**练习任务:**
将 ChatTTS 讨论帖中从“ChatTTS icon indicating”开始、到“sample_rate = torchaudio.load(filename)”结束的部分逐字抄录下来。

ChatTTS icon indicating copy to clipboard operation
ChatTTS copied to clipboard

chat.sample_audio_speaker(wav) 功能为从音频文件提取音色吗?是否可以替代 chat.sample_random_speaker() 生成的speaker

Open flystarhe opened this issue 1 year ago • 4 comments

代码:

    filename = f"chattts-rand-speaker-{i:03d}.se.wav"

    wav, sample_rate = torchaudio.load(filename)
    wav = wav[0]

    speaker = chat.sample_audio_speaker(wav)

    params_infer_code = ChatTTS.Chat.InferCodeParams(
        # spk_emb=speaker,   # add sampled speaker
        temperature=0.3,   # using custom temperature
        top_P=0.7,         # top P decode
        top_K=20,          # top K decode
        show_tqdm=False,   # no tqdm
        manual_seed=1234,  # seed
    )

    params_refine_text = ChatTTS.Chat.RefineTextParams(
        prompt="[oral_0][laugh_0][break_6]",
        show_tqdm=False,
        manual_seed=1234,
    )

    wavs = chat.infer(
        [text],
        params_refine_text=params_refine_text,
        params_infer_code=params_infer_code,
    )

报错:

File /opt/conda/envs/dev-chattts/lib/python3.11/site-packages/ChatTTS/core.py:220, in Chat.infer(self, text, stream, lang, skip_refine_text, refine_text_only, use_decoder, do_text_normalization, do_homophone_replacement, params_refine_text, params_infer_code)
    218     return res_gen
    219 else:
--> 220     return next(res_gen)

StopIteration: 

flystarhe avatar Oct 12 '24 08:10 flystarhe

不可以,两个用法不同,编码也不同。chat.sample_random_speaker()生成的是音色信息,其长度永远不变。chat.sample_audio_speaker(wav)生成的则是音频的token编码,其长度与音频长度正相关。

fumiama avatar Oct 15 '24 15:10 fumiama

不可以,两个用法不同,编码也不同。chat.sample_random_speaker()生成的是音色信息,其长度永远不变。chat.sample_audio_speaker(wav)生成的则是音频的token编码,其长度与音频长度正相关。

大佬,请教一下,有办法低成本总chattts克隆音色么?之前用gpt-sovits,稳定性很奇怪。

zeushera140 avatar Nov 30 '24 08:11 zeushera140

已经有人写了微调,你可以试试https://github.com/warmshao/ChatTTSPlus

fumiama avatar Dec 05 '24 05:12 fumiama

已经有人写了微调,你可以试试https://github.com/warmshao/ChatTTSPlus

谢谢,我看看。

zeushera140 avatar Dec 06 '24 11:12 zeushera140

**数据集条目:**
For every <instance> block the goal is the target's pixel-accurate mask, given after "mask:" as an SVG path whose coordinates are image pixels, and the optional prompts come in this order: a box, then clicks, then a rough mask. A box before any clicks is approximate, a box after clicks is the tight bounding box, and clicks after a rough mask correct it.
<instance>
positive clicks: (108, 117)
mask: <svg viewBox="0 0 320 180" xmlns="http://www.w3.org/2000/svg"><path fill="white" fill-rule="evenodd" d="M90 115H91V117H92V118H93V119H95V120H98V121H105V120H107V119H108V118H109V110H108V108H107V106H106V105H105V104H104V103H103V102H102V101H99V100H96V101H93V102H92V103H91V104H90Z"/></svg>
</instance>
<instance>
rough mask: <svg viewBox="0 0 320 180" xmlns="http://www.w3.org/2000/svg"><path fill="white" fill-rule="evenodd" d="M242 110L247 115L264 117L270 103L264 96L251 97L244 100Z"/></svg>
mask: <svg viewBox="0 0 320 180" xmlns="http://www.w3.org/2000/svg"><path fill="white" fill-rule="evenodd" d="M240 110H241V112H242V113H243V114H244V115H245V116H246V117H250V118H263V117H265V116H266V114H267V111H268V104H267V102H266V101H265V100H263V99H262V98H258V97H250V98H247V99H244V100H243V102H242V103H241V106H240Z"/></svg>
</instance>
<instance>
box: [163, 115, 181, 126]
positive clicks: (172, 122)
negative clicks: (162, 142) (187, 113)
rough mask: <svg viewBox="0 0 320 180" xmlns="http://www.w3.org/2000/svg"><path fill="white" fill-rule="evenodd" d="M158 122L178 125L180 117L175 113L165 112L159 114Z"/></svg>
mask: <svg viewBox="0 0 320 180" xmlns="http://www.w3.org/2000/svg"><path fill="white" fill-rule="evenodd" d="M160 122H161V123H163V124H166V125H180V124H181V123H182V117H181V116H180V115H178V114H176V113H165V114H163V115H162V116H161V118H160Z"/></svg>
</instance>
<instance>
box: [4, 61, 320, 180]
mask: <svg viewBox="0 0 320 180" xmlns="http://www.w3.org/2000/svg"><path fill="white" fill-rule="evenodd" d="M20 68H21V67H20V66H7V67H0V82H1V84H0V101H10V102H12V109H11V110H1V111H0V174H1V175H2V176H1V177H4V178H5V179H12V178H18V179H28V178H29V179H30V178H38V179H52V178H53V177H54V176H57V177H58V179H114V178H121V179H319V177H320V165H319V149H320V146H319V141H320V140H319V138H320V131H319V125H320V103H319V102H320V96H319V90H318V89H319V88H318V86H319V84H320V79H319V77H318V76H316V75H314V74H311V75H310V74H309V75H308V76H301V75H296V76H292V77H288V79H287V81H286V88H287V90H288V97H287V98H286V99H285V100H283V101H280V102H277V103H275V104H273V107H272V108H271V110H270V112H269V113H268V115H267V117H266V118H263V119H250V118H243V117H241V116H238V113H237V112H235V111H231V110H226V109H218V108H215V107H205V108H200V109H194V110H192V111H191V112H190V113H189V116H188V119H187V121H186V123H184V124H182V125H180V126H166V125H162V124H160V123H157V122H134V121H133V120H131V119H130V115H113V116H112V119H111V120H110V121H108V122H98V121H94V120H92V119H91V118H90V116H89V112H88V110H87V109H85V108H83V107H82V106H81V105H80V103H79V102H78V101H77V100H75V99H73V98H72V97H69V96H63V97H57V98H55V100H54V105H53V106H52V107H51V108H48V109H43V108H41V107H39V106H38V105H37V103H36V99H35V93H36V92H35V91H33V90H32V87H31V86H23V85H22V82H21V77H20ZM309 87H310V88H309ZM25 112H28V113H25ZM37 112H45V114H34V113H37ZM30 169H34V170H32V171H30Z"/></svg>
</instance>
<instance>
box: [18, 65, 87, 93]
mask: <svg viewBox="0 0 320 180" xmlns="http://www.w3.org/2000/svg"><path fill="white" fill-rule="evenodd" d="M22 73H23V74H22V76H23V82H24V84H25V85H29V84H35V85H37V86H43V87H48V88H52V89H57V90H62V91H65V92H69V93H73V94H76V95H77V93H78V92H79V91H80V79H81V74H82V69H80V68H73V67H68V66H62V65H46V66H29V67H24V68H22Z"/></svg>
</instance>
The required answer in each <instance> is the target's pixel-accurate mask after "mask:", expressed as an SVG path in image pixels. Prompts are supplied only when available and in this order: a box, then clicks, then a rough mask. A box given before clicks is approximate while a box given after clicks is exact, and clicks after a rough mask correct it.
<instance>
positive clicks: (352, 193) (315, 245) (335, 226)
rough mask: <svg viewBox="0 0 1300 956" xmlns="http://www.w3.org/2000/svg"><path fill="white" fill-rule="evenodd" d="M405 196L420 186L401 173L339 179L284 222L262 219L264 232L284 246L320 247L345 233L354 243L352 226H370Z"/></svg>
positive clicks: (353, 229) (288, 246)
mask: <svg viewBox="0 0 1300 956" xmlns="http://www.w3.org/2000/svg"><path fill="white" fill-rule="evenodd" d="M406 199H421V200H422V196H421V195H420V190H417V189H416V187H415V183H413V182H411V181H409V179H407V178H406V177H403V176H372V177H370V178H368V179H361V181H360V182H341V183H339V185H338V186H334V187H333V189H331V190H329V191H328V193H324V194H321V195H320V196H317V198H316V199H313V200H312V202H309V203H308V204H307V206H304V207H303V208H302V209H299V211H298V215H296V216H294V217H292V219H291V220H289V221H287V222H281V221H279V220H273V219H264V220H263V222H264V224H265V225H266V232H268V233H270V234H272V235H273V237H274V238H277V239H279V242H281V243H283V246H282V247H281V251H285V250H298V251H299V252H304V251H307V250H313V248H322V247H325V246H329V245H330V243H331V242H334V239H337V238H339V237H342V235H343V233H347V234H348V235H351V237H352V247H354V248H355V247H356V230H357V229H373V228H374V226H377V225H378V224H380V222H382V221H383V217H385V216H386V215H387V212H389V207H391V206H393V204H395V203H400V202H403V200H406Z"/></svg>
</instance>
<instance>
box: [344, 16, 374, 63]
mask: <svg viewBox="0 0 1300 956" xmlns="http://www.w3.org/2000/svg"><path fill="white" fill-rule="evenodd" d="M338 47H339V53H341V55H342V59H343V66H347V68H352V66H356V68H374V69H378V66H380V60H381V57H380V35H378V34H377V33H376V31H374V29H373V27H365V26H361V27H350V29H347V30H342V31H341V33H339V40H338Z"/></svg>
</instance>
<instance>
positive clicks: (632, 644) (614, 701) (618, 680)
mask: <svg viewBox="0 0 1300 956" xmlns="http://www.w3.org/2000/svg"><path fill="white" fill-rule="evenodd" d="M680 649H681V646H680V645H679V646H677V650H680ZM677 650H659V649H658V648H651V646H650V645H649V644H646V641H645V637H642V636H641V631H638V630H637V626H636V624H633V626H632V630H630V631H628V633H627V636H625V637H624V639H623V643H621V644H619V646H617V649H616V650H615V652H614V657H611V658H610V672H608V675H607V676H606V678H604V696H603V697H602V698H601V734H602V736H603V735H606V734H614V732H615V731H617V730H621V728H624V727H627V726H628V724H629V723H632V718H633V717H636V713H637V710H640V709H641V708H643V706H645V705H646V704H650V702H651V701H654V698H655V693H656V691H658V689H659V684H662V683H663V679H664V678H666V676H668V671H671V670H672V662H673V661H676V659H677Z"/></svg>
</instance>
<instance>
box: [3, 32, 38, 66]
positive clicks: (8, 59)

**参考答案:**
ChatTTS icon indicating copy to clipboard operation
ChatTTS copied to clipboard

chat.sample_audio_speaker(wav) 功能为从音频文件提取音色吗?是否可以替代 chat.sample_random_speaker() 生成的speaker

Open flystarhe opened this issue 1 year ago • 4 comments

代码:

    filename = f"chattts-rand-speaker-{i:03d}.se.wav"

    wav, sample_rate = torchaudio.load(filename)